**** Recorded data ****

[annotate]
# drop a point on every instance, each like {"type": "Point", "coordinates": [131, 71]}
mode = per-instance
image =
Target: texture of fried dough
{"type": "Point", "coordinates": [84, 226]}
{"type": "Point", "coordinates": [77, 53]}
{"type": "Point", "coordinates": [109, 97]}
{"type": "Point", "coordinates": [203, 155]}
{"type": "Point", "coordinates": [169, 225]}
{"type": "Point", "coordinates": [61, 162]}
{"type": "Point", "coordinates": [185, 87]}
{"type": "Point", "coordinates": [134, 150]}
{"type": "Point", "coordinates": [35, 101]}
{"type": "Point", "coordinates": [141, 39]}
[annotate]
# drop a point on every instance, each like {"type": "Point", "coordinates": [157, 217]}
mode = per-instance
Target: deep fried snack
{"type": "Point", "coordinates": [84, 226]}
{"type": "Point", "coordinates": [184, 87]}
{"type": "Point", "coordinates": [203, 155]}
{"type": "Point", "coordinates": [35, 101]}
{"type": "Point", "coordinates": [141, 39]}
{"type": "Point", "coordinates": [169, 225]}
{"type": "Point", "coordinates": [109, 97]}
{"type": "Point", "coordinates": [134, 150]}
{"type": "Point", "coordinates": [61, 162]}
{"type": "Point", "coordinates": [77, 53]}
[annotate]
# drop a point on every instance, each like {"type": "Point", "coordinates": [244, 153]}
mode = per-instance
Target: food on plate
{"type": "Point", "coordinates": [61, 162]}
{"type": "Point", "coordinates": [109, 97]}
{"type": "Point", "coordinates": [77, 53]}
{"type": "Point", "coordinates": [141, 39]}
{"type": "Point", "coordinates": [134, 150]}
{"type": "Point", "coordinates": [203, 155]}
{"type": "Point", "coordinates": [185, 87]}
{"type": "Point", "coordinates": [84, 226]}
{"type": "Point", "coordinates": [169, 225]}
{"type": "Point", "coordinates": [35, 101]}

****

» **Goal of the exercise**
State how many lines of the data include the word "like", with nothing else.

» **Answer box**
3